━━ WORKING DATA
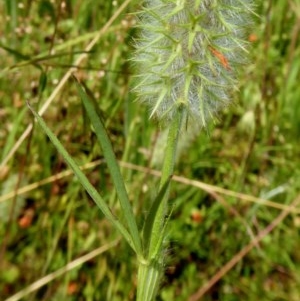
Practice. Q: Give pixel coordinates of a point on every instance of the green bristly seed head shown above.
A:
(187, 54)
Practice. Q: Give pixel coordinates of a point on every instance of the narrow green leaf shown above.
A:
(113, 166)
(148, 225)
(83, 180)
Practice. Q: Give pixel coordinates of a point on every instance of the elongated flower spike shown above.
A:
(187, 55)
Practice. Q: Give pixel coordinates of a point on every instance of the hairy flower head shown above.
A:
(187, 54)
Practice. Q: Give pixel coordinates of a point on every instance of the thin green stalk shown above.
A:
(84, 181)
(150, 270)
(113, 166)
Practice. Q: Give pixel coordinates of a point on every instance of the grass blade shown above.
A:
(83, 179)
(113, 166)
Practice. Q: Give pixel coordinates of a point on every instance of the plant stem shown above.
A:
(150, 269)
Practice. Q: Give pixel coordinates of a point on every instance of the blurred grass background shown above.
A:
(253, 148)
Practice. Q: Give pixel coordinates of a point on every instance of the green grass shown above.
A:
(253, 149)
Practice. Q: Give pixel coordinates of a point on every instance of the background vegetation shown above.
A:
(252, 149)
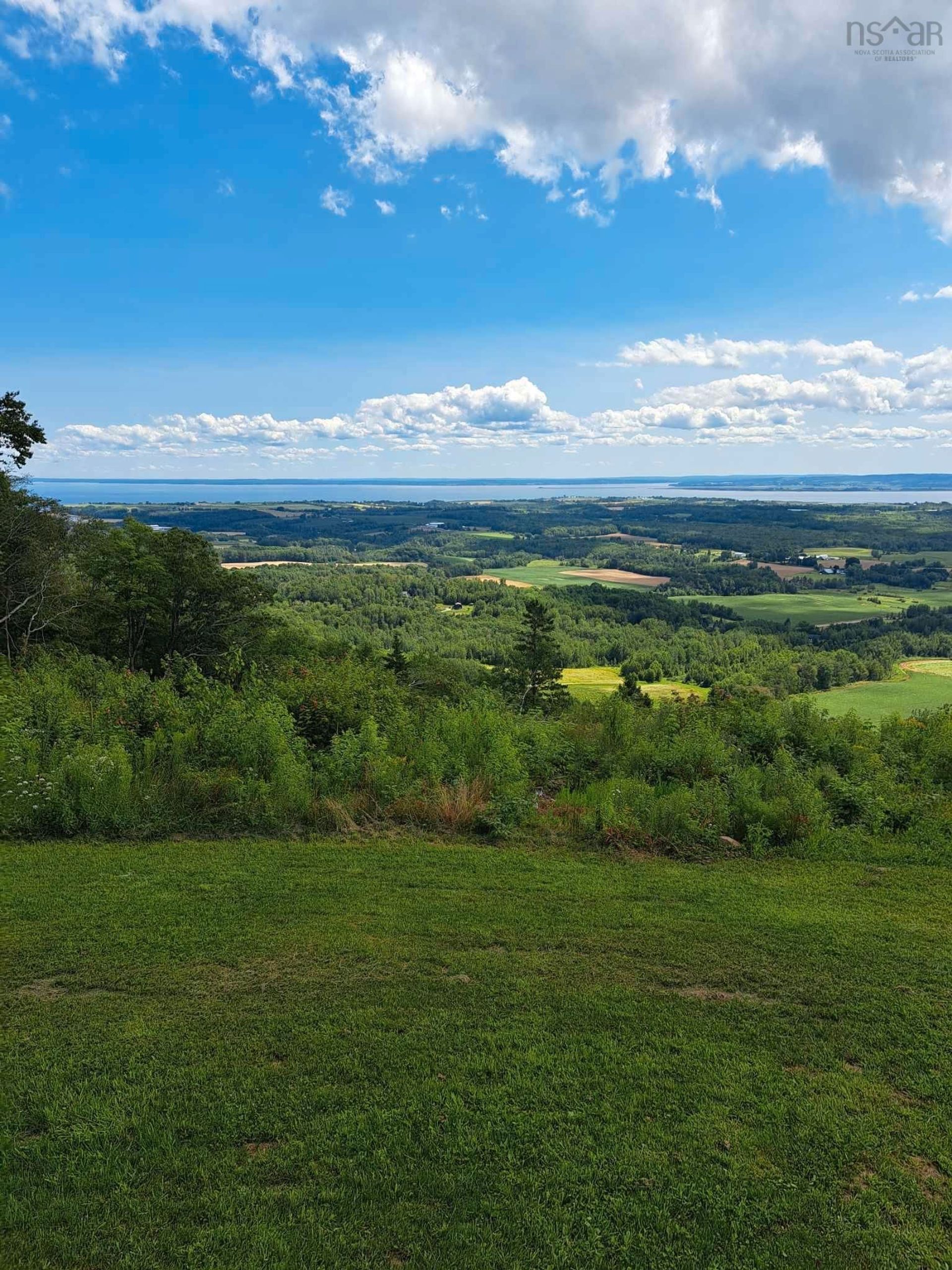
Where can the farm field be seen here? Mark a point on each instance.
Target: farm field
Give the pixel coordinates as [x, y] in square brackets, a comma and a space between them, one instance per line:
[927, 686]
[821, 607]
[592, 683]
[404, 1053]
[550, 573]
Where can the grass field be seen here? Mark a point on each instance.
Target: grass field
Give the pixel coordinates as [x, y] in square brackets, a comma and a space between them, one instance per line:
[359, 1055]
[592, 683]
[927, 685]
[551, 573]
[824, 606]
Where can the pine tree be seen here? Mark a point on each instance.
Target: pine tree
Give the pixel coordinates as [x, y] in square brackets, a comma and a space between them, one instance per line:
[395, 659]
[535, 675]
[631, 690]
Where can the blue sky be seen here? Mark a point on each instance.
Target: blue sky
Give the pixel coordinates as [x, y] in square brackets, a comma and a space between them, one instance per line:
[175, 272]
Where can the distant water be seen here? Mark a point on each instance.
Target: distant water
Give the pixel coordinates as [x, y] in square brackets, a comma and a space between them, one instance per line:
[424, 492]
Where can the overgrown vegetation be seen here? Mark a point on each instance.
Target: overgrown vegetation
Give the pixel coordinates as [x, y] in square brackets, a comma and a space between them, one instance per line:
[146, 691]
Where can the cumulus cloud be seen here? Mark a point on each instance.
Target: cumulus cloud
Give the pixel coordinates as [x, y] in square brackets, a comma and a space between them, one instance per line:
[573, 87]
[839, 407]
[699, 351]
[913, 296]
[336, 201]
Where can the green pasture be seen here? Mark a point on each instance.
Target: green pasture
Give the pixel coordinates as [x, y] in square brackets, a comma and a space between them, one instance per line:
[821, 607]
[552, 573]
[926, 685]
[405, 1053]
[592, 683]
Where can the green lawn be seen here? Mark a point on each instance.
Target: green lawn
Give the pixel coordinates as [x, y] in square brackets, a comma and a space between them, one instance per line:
[927, 686]
[592, 684]
[552, 573]
[359, 1055]
[824, 606]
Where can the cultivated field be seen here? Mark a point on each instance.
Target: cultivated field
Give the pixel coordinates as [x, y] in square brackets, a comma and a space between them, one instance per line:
[550, 573]
[254, 1055]
[927, 685]
[822, 607]
[592, 683]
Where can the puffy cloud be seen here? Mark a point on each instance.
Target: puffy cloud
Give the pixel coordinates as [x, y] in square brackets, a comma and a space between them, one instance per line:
[913, 296]
[575, 85]
[749, 408]
[336, 201]
[699, 351]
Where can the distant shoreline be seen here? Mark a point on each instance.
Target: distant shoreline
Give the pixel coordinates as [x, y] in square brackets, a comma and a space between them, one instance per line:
━━━━
_ASSIGNMENT:_ Minus its pictures, the full listing should be copied verbatim.

_RESPONSE AREA:_
Practice. Q: Give pixel coordinates of a point on every instance of the green bristly seed head shown above.
A:
(187, 54)
Practice. Q: Give pixel coordinates of a point on every instance of the narrow green leaf shown above.
A:
(113, 166)
(148, 225)
(83, 180)
Practice. Q: Give pixel coordinates of a point on every instance of the elongated flower spike shown above.
A:
(187, 55)
Practice. Q: Give pixel coordinates of a point on every instance of the hairy flower head shown above.
A:
(187, 54)
Practice. Q: Give pixel coordinates of a point on every instance of the thin green stalk shown above.
A:
(84, 181)
(150, 270)
(113, 166)
Practice. Q: Give pixel coordinates of a point on every instance of the grass blade shown above.
A:
(83, 179)
(113, 166)
Practice. Q: Give pixel coordinates of a point on every instance of the plant stem shown above.
A:
(150, 269)
Practice. Q: Give pixel coordinates of a point on every instance of the blurred grass background shown above.
A:
(253, 148)
Practice. Q: Give pixel coordinates of a point on every instance of the green grass shown above.
A:
(253, 149)
Practice. Q: Give pixel coordinates of a point on every instance of the background vegetation shown above.
A:
(252, 149)
Where can the farm field be seen here? Mark a point on each instance.
Target: farm field
Give the pixel coordinates as [x, y] in square brackets, a comma and a space between them, one instance per line:
[927, 686]
[821, 607]
[592, 683]
[404, 1053]
[550, 573]
Where can the grass field be seen here? Mark a point on each instance.
Target: grass field
Give the pixel coordinates as [x, y] in square brackets, a comma and a space between them, one instance per line:
[359, 1055]
[592, 683]
[927, 685]
[551, 573]
[824, 606]
Where can the pine tree be seen here? Mark a point on each instance.
Target: pine tree
Give the pixel coordinates as [x, y] in square brackets, a comma and a space between them, one instance per line:
[395, 659]
[535, 675]
[631, 690]
Where can the blue sky be seen here? Mark a point on each instance.
Target: blue sky
Give the pixel coordinates as [x, y] in square brackets, a comma and a space between them, one instance per line:
[175, 272]
Where can the distant water be seen here? Mark a point on each instance.
Target: distant water
Give the pixel coordinates as [x, y] in square brackets, a comma and a space between them, one instance per line:
[424, 492]
Where can the overgrown vegetation be seen here? Mark a point on each instance.
Target: overgrown vegetation
Give the pixel coordinates as [x, y] in square brackets, a comma and a space between them, one instance per line:
[146, 691]
Where can the cumulus cloud be seen here? Mark a point on each instance.
Target: cumulus cloud
Give the pixel coordinates as [x, y] in square brackets, a comma and a space between them, one instance per line:
[573, 87]
[839, 407]
[699, 351]
[913, 296]
[336, 201]
Where can the green pasture be seen here? Mark a point on each instance.
Target: green pasture
Give the pixel coordinates as [x, y] in square brackets, a comma and a space between them, one instance per line:
[821, 607]
[552, 573]
[926, 685]
[405, 1053]
[592, 683]
Where can the green lawn be seen here? Mark a point on each instance.
Target: green lawn
Give the pixel coordinates as [x, y] in square brackets, a comma and a space between them, one instance per line:
[927, 686]
[592, 684]
[552, 573]
[359, 1055]
[824, 606]
Where can the cultivated field be seen here? Mark a point on each instance.
Target: cultivated field
Give the pixel coordinates as [x, y] in square brackets, a comma and a space between them, one instance per line:
[550, 573]
[254, 1055]
[927, 685]
[822, 607]
[592, 683]
Where can the puffy cloud be seen here? Mark a point on each instance.
Target: puffy cloud
Give the pixel coordinates as [x, y] in square brackets, a comma and a space between them, one instance per line:
[913, 296]
[575, 85]
[749, 408]
[336, 201]
[699, 351]
Where can the distant shoreline be seen here? Mark a point on each instance.
Target: distant shoreline
Give the pixel coordinates as [x, y] in square brackets, a comma and a space between them, one instance per line:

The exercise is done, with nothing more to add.